#### Directive
Could you rewrite all the lines below as a numbered list, leaving out any blank ones?

#### Dataset records
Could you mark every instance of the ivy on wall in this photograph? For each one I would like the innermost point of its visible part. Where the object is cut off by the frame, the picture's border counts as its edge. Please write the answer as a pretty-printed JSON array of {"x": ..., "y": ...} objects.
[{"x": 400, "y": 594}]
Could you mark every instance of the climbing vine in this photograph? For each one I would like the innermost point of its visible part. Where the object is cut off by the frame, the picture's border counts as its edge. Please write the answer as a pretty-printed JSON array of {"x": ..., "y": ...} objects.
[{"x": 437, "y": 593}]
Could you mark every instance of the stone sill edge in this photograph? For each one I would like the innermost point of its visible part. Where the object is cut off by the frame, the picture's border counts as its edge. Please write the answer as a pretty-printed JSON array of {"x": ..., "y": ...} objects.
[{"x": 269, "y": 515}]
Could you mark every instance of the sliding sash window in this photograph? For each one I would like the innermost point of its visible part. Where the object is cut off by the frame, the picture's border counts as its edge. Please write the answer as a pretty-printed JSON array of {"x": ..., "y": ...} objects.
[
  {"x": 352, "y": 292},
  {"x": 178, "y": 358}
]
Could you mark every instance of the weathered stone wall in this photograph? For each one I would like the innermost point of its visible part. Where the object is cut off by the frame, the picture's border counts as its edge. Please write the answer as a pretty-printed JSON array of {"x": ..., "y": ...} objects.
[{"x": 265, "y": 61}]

#### Final result
1. Could you mark every instance of the ivy on wall in this photograph? For each one I would like the innermost point of its visible part. Where the object is cut off by the frame, the picture's border counts as its edge. Please write the answer as a pretty-printed JSON array of {"x": ..., "y": ...} objects.
2. [{"x": 400, "y": 594}]
3. Could you mark every instance of the climbing vine in this photograph? For each one I would like the innermost point of its visible part. Where the object is cut off by the frame, the picture's border counts as its edge. Please write the answer as a pretty-printed JSON array of {"x": ..., "y": ...} objects.
4. [{"x": 437, "y": 593}]
5. Could you mark every instance of the stone sill edge in this photograph? For each one I would like the innermost point of its visible part. Where the object is cut off by the frame, the picture's border counts as its edge. Please write the answer as a pretty-printed JSON array of {"x": ..., "y": ...} objects.
6. [{"x": 269, "y": 515}]
7. Could you mark every instance of the sliding sash window in this photograph? For each one I would like the innermost point of its visible part. Where the object is cut off by the frame, the picture's border counts as its edge. Please write the answer as a pretty-printed JSON array of {"x": ..., "y": ...} objects.
8. [
9.   {"x": 352, "y": 292},
10.   {"x": 178, "y": 358}
11. ]
12. Could you mark every instance of the weathered stone wall in this photograph? For each one I would like the innermost point of its visible part. Where the object is cut off by the frame, the picture's border counts as its edge. Please write the answer as a pretty-printed JSON array of {"x": ..., "y": ...} objects.
13. [{"x": 265, "y": 61}]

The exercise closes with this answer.